## Article
I use a home built oven every day and this is my third oven so far, they seem to be growing. Yes an easy way to build is sheet metal box insulated and put inside another box. That may be over simplified but an oven is not complex. Place a low speed fan outside the inner box with the shaft protruding inside with a metal fan blade for circulation. Elements and controls are your preference, many different types will work. Keep one tip in mind when building an oven, design the oven so that it will accept hanging parts or racks. I have seen a couple of ovens that would not support even 20 pounds. Insulation is your choice, I use home insulation, fiberglass type with paper backer removed. Remember to not try to build an air tight oven it will need to expand and contract. If you use sheet metal (steel) then you will have to preheat the oven and allow the oven material to heat soak before it will stabilize the temp.

jdrax -- you can add more elements easily but sounds like you may need wiring help if you have to ask. Most home ovens are 220V but they only apply 110V to each element and they usually only run one at a time unless set at preheat. I used the preheat setting all the time when I used a home oven. Check your elements they may be labeled 110 and 220, meaning they can handle both, if you move them to a bigger oven you may need to rewire them for the higher voltage to get the warm up time down to an acceptable level. Be careful and don't hesitiate to call a heating element manufacturer and pick their brains. Good Luck its not hard if you use common sense and also side with safety over economy.

## Stored rows
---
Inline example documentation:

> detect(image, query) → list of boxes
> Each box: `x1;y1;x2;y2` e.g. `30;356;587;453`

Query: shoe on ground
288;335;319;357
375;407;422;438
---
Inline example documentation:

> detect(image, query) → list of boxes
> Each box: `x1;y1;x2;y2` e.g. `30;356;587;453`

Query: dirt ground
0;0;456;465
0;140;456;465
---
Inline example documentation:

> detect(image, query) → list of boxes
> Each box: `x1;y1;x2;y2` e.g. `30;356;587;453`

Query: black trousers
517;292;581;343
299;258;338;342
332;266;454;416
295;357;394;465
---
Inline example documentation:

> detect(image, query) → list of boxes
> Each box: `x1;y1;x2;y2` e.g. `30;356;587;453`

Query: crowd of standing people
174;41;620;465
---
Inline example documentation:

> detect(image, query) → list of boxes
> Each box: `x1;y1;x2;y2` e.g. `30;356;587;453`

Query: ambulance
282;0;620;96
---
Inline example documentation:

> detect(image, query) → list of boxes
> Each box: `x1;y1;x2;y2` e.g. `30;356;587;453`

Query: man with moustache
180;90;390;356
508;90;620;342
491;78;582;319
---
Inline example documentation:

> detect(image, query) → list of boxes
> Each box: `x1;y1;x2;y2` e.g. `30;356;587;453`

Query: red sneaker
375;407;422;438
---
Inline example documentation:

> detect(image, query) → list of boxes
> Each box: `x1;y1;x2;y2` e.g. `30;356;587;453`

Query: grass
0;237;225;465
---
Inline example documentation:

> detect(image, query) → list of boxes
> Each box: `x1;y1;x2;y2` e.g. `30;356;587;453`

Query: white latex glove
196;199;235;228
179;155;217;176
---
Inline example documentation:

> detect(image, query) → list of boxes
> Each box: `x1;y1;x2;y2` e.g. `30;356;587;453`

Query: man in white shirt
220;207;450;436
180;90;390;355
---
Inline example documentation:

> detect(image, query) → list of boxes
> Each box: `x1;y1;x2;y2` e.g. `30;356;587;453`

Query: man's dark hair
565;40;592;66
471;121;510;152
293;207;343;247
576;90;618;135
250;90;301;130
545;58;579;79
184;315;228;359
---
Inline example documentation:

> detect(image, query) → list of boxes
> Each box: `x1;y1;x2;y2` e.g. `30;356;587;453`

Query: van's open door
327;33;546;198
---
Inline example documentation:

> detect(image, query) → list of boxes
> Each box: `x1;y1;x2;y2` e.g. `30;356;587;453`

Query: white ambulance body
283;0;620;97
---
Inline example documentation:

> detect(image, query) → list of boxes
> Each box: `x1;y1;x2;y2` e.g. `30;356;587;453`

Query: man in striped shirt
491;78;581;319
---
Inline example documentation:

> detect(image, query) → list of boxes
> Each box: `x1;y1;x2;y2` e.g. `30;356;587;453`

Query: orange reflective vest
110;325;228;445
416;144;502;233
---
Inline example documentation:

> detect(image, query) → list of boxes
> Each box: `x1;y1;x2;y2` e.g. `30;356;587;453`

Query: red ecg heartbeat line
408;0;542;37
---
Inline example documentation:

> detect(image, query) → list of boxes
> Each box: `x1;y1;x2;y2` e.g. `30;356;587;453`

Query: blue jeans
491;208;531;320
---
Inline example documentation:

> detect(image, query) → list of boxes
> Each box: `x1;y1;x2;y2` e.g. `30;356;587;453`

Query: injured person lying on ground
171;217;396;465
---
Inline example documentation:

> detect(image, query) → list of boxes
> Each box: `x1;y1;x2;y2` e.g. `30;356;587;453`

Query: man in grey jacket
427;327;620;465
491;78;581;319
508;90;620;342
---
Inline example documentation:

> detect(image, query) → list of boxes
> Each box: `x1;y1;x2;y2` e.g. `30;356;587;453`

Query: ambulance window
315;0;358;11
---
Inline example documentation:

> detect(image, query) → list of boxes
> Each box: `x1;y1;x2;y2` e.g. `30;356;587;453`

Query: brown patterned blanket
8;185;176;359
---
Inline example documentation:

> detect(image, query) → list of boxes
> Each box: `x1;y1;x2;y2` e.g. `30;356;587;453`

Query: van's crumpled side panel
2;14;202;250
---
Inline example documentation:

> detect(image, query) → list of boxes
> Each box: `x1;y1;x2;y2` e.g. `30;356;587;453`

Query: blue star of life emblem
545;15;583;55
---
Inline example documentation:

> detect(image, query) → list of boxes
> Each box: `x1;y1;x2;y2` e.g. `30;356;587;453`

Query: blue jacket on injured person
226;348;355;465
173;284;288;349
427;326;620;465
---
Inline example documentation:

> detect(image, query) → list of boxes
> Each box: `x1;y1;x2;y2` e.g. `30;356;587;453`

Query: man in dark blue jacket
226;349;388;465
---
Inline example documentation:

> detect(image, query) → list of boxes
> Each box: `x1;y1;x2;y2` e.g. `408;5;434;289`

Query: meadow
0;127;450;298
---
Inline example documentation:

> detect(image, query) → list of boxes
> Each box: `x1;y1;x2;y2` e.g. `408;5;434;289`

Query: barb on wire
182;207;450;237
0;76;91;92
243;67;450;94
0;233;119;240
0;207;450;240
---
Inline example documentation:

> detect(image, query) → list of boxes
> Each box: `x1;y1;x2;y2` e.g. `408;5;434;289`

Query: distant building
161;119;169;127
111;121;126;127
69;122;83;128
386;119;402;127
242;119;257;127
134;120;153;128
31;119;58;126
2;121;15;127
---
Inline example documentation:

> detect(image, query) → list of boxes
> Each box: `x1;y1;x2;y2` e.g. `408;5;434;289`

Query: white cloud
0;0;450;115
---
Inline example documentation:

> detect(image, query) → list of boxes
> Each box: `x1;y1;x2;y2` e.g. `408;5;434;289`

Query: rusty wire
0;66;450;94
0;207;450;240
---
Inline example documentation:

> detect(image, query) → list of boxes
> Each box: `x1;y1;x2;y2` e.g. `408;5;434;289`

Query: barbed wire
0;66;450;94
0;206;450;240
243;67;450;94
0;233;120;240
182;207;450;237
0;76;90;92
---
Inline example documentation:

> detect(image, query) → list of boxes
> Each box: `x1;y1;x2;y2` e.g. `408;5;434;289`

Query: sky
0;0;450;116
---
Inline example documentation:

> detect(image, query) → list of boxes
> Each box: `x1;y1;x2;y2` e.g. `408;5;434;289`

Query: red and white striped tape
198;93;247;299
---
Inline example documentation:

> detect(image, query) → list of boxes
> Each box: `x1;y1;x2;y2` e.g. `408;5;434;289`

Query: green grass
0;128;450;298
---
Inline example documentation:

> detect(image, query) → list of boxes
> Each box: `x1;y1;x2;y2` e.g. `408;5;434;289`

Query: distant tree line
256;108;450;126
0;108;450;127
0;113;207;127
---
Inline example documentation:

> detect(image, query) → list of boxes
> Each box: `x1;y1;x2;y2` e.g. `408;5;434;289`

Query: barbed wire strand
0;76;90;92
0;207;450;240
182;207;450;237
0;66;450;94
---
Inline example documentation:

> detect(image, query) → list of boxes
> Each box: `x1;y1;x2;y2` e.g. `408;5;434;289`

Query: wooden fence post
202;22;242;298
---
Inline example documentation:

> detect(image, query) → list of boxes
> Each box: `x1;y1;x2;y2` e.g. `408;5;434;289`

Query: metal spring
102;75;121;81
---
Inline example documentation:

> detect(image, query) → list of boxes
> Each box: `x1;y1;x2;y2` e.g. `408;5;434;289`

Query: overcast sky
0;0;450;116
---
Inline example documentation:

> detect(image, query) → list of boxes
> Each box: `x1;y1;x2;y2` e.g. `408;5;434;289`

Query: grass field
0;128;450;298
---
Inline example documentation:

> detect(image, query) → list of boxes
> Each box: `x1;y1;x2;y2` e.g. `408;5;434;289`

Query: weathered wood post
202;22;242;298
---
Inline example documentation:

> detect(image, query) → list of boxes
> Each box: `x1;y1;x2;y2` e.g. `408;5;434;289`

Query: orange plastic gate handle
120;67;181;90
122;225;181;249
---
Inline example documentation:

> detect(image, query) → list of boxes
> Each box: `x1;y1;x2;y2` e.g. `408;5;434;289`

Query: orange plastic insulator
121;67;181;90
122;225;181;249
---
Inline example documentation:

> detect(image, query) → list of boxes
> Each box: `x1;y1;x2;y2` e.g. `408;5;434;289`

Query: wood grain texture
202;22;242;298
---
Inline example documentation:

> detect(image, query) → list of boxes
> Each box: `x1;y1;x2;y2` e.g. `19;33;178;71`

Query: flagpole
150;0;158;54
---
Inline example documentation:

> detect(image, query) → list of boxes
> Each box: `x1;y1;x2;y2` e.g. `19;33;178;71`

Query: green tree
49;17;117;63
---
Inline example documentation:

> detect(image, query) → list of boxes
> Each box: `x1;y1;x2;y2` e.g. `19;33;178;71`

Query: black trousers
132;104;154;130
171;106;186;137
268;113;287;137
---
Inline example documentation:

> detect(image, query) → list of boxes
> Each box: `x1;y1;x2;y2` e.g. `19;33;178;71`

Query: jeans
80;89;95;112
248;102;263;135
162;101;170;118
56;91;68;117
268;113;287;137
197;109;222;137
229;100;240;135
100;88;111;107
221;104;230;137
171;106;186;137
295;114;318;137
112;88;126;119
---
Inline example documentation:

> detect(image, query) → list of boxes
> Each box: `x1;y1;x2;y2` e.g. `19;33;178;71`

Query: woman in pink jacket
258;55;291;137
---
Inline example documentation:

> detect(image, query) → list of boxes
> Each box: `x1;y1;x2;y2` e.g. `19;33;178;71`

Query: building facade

## Directives
- A) Do these statements agree with the oven-building post? (i) The writer insulates with fiberglass home insulation after taking off the paper backer. (ii) The writer recommends making the oven air tight. (iii) The writer seldom used the preheat setting on a home oven. For each, answer yes or no and quote the words from the post that decide it.
- B) Please update the oven-building post from "jdrax -- you" up to and including "safety over economy.", putting "heating elements" in place of "elements".

## Answers for this exercise
- A)
(i) Yes: "I use home insulation, fiberglass type with paper backer removed."
(ii) No: "Remember to not try to build an air tight oven it will need to expand and contract."
(iii) No: "I used the preheat setting all the time when I used a home oven."

- B)
jdrax -- you can add more heating elements easily but sounds like you may need wiring help if you have to ask. Most home ovens are 220V but they only apply 110V to each element and they usually only run one at a time unless set at preheat. I used the preheat setting all the time when I used a home oven. Check your heating elements they may be labeled 110 and 220, meaning they can handle both, if you move them to a bigger oven you may need to rewire them for the higher voltage to get the warm up time down to an acceptable level. Be careful and don't hesitiate to call a heating element manufacturer and pick their brains. Good Luck its not hard if you use common sense and also side with safety over economy.